Whether it’s the hand-cranked rhythm of the garapiñera or the neon-pink nostalgia of street-side iskrambol, radar explores the frosty artifacts and cool traditions that have defined the Philippine summer since the 1800s.
Ice. Behind this three-letter word is the culinary story of every frozen treat that Filipinos enjoyed since the 19th century until today. And as a tropical country, it formed part of the changes in our culinary way of life by simply tickling our palate with cold, sweet, delicious treats in the heat of summer.
Ice began as a commodity in our country when the Spanish colonizers opened us to world trade at the start of the 19th century. Ice was imported. The industry started in the 1830s when an American businessman, Frederick Tudor, sold ice blocks cut from frozen ponds in Boston, Massachusetts, and transported them by “refrigerator ships” to British India. His booming business of keeping “the Orientals” cool expanded to other Asian countries, including the Philippines.
Soon, ice storage houses were built in major cities and towns where the shipped ice was stored, wrapped in sacks, and kept under piles of rice husks or sawdust. Orders depended on the size of the blocks needed, which were cut with saws or expertly chipped with an ice pick and then delivered by wagons to customers.
Filipinos who were used to room-temperature water and warm drinks took a liking to this new product—it not only kept their liquids cold, but it also preserved fresh produce for a long time. Soon, household kitchens had the nevera, or the icebox, where food was stored to prevent spoiling and where drinks were kept cold. Ice importation ended during the American period in 1902 when the Philippines made its own ice at the Insular Ice and Cold Storage Plant near the southern end of the Puente de Colgante (now Quezon Bridge) in Ermita.
Shaved ice opened the doors for new kinds of frozen delights. Shaving ice was done, at first, by a pangkaskas—a hand-held, hollow metal tool that looks like the first-generation cellphones with a chisel-like blade affixed to the bottom.
The pangkaskas is rapidly scraped back and forth across the surface of the ice block, then opened, and the clump of shaved ice inside is dropped on the sweet ingredients in a glass (for halo-halo or con hielo) before milk is poured in or placed in a cardboard cone and fruit syrups are poured on it for a “snow cone.”
Hand-cranked and, later, electric mechanized ice crushers (remember the one invented by the Father of Filipino Inventors, Benjamin Almeda Sr., where chunks of ice were dropped in a steel chamber and a lever was pressed down on them through a sharp-bladed crusher that sounded like a chainsaw) and heavy-duty blenders made the making of shaved ice easier and faster.
Here is a list of the frozen delights we have enjoyed and are still enjoying through the years. Some may have disappeared through time (after all, they were consumer products and depended on supply and demand), but their memories still remain.

The sorbetes story
Our taste for ice cream began with the sherbet (sorbet in Spanish), made of shaved ice and fruit-flavored syrup served in cut-glass goblets in hotels in Binondo, Sta. Cruz and Intramuros. It then changed into the ice cream we now know through the invention of another Filipino kitchen gadget—the ice cream maker or the garapiñera.

+ + +

### [Work instruction A]
In the article on Philippine frozen treats, in what year did ice importation end?
### [Work instruction B]
Condense the paragraph beginning "Ice began as a commodity" from the article on Philippine frozen treats into a shorter version that keeps its main facts.

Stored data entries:

+ + +

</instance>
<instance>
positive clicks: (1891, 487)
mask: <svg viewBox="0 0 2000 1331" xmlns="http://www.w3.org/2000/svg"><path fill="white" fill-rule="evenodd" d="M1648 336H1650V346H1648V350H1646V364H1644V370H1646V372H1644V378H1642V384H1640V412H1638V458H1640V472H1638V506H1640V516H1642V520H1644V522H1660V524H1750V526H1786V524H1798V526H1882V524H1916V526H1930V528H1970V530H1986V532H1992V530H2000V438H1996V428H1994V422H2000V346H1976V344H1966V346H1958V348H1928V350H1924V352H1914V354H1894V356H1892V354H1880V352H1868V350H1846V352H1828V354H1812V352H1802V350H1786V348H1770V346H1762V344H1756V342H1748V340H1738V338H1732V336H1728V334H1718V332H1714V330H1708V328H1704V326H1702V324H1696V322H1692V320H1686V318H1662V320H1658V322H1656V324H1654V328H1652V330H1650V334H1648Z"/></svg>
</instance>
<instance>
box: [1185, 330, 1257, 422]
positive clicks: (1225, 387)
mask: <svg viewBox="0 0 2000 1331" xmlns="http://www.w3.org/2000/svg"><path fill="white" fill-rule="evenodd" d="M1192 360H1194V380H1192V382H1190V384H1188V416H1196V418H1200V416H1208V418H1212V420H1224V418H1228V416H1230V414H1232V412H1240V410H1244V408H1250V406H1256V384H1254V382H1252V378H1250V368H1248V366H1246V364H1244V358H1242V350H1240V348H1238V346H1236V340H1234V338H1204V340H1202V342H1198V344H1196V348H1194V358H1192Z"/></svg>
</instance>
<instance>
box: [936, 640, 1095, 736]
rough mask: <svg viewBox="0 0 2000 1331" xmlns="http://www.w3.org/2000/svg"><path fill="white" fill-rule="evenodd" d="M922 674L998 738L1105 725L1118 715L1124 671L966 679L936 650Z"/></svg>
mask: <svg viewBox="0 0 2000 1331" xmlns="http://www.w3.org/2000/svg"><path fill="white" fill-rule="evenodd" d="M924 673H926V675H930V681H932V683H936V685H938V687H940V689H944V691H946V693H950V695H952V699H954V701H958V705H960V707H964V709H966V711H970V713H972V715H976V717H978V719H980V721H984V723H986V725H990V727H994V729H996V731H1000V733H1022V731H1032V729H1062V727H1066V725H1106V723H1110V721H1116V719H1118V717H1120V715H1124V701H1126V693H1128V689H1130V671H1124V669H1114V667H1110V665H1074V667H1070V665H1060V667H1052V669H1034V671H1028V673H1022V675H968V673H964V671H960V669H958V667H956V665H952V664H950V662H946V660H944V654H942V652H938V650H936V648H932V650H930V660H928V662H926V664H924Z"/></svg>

+ + +

### [Written response A]
1902

### [Written response B]
Ice became a commodity in the Philippines after Spanish colonizers opened the country to world trade in the early 19th century, and at first it was imported. The industry began in the 1830s, when American businessman Frederick Tudor shipped ice blocks cut from frozen ponds in Boston, Massachusetts, to British India on "refrigerator ships." His business later expanded to other Asian countries, including the Philippines.